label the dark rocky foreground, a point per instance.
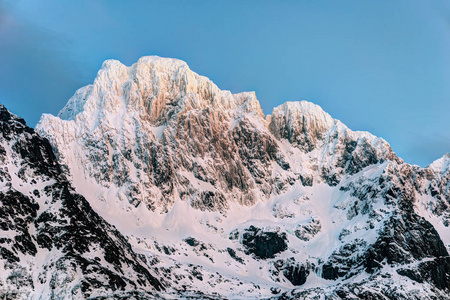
(51, 240)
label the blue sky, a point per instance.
(379, 66)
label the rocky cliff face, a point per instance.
(52, 244)
(223, 201)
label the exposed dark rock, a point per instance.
(263, 244)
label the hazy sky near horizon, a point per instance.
(378, 66)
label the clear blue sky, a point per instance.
(380, 66)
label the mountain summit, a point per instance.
(224, 202)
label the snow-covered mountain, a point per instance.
(52, 244)
(221, 201)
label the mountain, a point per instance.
(221, 201)
(52, 244)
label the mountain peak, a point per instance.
(153, 88)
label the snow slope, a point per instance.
(227, 202)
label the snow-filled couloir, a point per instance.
(232, 203)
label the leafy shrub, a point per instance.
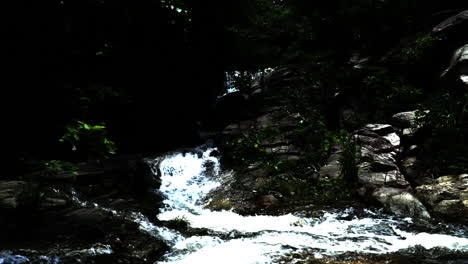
(246, 148)
(89, 140)
(392, 94)
(420, 48)
(51, 167)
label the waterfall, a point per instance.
(232, 238)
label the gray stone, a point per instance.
(88, 216)
(447, 197)
(458, 64)
(458, 19)
(401, 202)
(332, 170)
(404, 119)
(380, 129)
(10, 193)
(374, 179)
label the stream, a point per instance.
(338, 234)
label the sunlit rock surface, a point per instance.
(447, 197)
(232, 238)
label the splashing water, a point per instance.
(266, 239)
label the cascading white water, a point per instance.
(266, 239)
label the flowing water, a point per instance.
(290, 238)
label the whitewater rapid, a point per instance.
(232, 238)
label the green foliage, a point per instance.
(420, 48)
(392, 94)
(247, 147)
(52, 167)
(348, 156)
(89, 140)
(242, 80)
(446, 117)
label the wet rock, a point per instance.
(447, 197)
(458, 67)
(267, 201)
(379, 129)
(370, 178)
(404, 119)
(456, 21)
(332, 169)
(377, 158)
(88, 216)
(10, 194)
(401, 202)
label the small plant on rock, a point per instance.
(89, 140)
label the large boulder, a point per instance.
(377, 158)
(14, 194)
(458, 67)
(447, 197)
(401, 202)
(454, 22)
(332, 169)
(404, 119)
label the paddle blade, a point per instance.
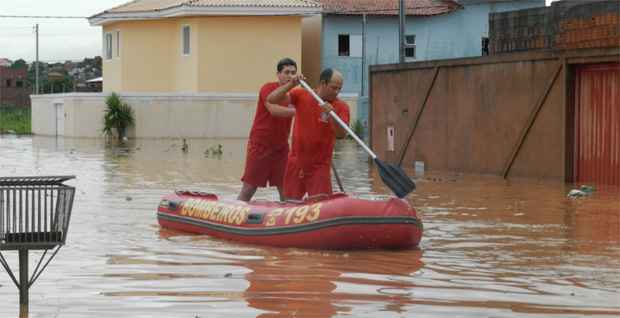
(395, 178)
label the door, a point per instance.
(597, 124)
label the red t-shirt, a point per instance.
(313, 139)
(267, 129)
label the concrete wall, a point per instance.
(158, 115)
(478, 111)
(454, 35)
(227, 54)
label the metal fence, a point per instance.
(34, 212)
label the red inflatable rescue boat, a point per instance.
(332, 222)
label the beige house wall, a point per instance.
(227, 54)
(239, 54)
(311, 47)
(158, 115)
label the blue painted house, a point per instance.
(440, 29)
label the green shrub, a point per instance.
(15, 120)
(118, 116)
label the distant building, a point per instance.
(5, 62)
(14, 90)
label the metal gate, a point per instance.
(597, 124)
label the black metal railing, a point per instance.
(34, 215)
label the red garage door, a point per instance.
(597, 124)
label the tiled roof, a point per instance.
(388, 7)
(157, 5)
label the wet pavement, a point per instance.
(491, 247)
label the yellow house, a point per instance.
(188, 68)
(194, 46)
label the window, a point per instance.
(118, 43)
(186, 38)
(349, 45)
(107, 46)
(343, 45)
(410, 47)
(485, 46)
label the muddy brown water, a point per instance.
(491, 248)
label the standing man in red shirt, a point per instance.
(268, 144)
(314, 135)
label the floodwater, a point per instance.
(491, 248)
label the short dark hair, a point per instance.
(286, 62)
(326, 75)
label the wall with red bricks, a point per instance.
(568, 24)
(14, 90)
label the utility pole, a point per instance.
(401, 31)
(36, 69)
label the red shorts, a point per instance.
(265, 165)
(314, 181)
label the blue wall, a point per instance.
(453, 35)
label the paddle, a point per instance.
(393, 176)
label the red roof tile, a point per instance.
(388, 7)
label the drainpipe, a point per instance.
(401, 32)
(363, 54)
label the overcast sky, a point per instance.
(59, 40)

:: What is expected ::
Transcribe the records word for word and include no pictures.

:: Solution to this exercise ::
label the dark rocky foreground, a point per instance.
(51, 240)
label the blue sky, a point per instance.
(379, 66)
label the rocky cliff face, a point per instance.
(52, 244)
(223, 201)
label the exposed dark rock, a point per instance.
(263, 244)
label the hazy sky near horizon, a point per instance.
(378, 66)
label the clear blue sky, a point per instance.
(380, 66)
label the mountain summit, a point per instance.
(224, 202)
label the snow-covered mountain, a point per instance.
(52, 244)
(221, 201)
label the mountain, a point per instance.
(221, 201)
(52, 244)
label the mountain peak, a point per instance.
(153, 88)
label the snow slope, a point per instance.
(227, 202)
label the snow-filled couloir, a point per instance.
(232, 203)
label the leafy shrub, a point per instance.
(246, 148)
(89, 140)
(392, 94)
(420, 48)
(51, 167)
label the waterfall, a point per instance.
(232, 238)
label the gray stone, a point per instance.
(88, 216)
(447, 197)
(458, 64)
(458, 19)
(401, 202)
(332, 170)
(404, 119)
(380, 129)
(10, 193)
(374, 179)
label the stream, a point per instance.
(338, 234)
label the sunlit rock surface, a point per instance.
(447, 197)
(232, 238)
label the splashing water, a point per instance.
(266, 239)
label the cascading white water, a point per instance.
(266, 239)
label the flowing water, a point per instance.
(290, 238)
label the whitewater rapid, a point per instance.
(232, 238)
label the green foliage, a point per instance.
(420, 48)
(392, 94)
(247, 147)
(52, 167)
(348, 156)
(89, 140)
(242, 80)
(446, 117)
label the wet rock, a point per instance.
(447, 197)
(458, 67)
(267, 201)
(379, 129)
(370, 178)
(404, 119)
(456, 21)
(332, 169)
(377, 158)
(88, 216)
(10, 194)
(401, 202)
label the small plant on rock, a point per instance.
(89, 140)
label the large boulder, a point per instance.
(377, 158)
(14, 194)
(458, 67)
(447, 197)
(401, 202)
(454, 22)
(332, 169)
(404, 119)
label the paddle blade, a point per instance.
(395, 178)
label the door, a point per instance.
(597, 124)
label the red t-shirt, a point per instance.
(313, 139)
(267, 129)
label the concrete wall, a point per instance.
(158, 115)
(478, 111)
(454, 35)
(227, 54)
label the metal fence, a point per instance.
(34, 212)
label the red inflatable rescue boat, a point per instance.
(332, 222)
label the beige house wall, a point per instance.
(227, 54)
(239, 54)
(311, 47)
(158, 115)
label the blue painted house, a point per instance.
(440, 29)
label the green shrub, a point per instance.
(15, 120)
(118, 116)
label the distant building, a point per instance.
(5, 62)
(14, 90)
label the metal gate, a point per instance.
(597, 124)
label the black metal railing, a point per instance.
(34, 215)
label the red garage door, a point per instance.
(597, 124)
label the tiled roof, a point per instance.
(388, 7)
(157, 5)
label the wet pavement, a point per instance.
(491, 247)
label the yellow house, a point per instance.
(188, 68)
(194, 46)
label the window, a point per instance.
(118, 43)
(186, 38)
(349, 45)
(107, 46)
(343, 45)
(410, 47)
(485, 46)
label the muddy brown water, a point per instance.
(491, 248)
label the standing man in red shirt, a point per instance.
(268, 144)
(314, 135)
label the floodwater, a point per instance.
(491, 248)
label the short dark hair, a point per instance.
(286, 62)
(326, 75)
label the wall with red bricks, a point per instance.
(568, 24)
(14, 90)
label the utility pole, a point per instance.
(401, 31)
(36, 69)
label the red shorts, a point per instance.
(265, 165)
(314, 181)
label the blue wall, a point per instance.
(453, 35)
label the paddle, a point per instance.
(393, 176)
label the red roof tile, a point per instance.
(388, 7)
label the drainpipe, a point per instance.
(401, 32)
(363, 54)
label the overcast sky, a point per instance.
(59, 40)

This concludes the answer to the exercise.